Collection entries:
============
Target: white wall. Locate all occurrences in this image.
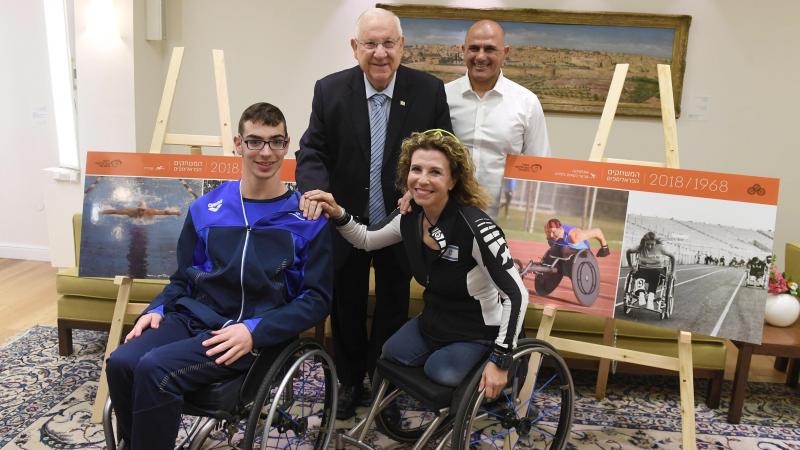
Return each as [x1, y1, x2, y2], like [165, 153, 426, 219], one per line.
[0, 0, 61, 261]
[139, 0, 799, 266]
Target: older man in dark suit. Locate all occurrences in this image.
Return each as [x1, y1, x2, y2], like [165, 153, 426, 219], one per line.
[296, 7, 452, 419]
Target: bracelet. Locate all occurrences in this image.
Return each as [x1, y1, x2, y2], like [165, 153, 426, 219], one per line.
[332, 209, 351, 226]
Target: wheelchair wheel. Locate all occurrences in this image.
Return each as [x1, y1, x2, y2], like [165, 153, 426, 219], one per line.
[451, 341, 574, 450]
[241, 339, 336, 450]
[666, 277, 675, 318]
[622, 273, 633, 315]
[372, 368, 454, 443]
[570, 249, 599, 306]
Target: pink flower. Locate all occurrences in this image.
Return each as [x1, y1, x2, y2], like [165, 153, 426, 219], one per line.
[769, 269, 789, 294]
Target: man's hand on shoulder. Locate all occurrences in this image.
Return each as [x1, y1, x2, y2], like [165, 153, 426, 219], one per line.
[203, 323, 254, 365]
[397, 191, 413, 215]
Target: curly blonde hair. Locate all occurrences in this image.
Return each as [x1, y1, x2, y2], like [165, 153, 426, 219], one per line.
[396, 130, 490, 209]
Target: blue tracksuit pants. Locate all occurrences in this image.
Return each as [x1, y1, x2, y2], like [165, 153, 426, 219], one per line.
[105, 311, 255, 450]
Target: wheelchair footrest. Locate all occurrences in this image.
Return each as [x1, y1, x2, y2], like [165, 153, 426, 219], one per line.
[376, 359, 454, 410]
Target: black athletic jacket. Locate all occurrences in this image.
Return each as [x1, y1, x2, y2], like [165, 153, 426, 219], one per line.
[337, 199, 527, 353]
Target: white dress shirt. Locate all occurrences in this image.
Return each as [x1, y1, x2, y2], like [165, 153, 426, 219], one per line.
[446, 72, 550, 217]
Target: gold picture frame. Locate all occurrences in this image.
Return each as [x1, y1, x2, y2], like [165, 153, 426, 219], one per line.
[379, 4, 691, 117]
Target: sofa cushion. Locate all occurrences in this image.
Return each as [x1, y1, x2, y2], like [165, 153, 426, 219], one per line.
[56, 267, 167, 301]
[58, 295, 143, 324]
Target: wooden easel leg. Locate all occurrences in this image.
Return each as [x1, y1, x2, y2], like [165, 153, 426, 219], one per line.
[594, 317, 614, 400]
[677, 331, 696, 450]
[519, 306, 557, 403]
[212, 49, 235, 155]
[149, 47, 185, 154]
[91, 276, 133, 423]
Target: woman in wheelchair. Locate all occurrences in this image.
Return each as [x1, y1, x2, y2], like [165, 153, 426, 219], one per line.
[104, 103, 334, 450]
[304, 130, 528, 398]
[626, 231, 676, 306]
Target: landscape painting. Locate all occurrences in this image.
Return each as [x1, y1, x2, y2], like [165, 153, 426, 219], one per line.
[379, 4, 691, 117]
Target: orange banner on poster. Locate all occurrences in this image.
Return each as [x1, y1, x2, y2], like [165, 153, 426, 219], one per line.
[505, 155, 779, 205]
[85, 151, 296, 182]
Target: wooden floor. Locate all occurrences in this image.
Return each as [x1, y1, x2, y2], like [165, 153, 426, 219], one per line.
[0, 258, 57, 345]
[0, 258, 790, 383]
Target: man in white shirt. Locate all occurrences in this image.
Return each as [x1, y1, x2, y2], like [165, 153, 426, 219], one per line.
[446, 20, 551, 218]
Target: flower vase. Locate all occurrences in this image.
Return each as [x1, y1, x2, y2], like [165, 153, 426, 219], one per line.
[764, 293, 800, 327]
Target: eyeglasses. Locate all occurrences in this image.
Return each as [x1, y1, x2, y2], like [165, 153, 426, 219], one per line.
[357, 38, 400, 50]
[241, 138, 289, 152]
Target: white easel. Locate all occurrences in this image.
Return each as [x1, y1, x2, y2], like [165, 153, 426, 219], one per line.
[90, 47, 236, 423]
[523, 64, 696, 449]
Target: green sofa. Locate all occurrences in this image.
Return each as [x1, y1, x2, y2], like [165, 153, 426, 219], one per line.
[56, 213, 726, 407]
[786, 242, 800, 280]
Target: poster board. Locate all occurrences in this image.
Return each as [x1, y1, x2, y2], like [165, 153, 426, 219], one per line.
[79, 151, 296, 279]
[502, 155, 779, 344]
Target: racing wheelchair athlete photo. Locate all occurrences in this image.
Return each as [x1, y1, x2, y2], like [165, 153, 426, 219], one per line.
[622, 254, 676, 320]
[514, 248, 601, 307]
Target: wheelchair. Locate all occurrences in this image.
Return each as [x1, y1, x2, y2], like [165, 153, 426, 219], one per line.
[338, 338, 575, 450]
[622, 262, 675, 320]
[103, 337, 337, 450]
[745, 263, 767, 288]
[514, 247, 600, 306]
============
Out of the data above, set down the lines from the one with "Target: white dress" to the one with "Target: gold picture", both included, exactly as written and with no additions.

Target: white dress shirt. Locate all occurrences in this image.
Return each as [x1, y1, x2, y2], like [165, 153, 426, 219], one per line.
[446, 72, 550, 217]
Target: gold picture frame. Locate all occurrences in this image.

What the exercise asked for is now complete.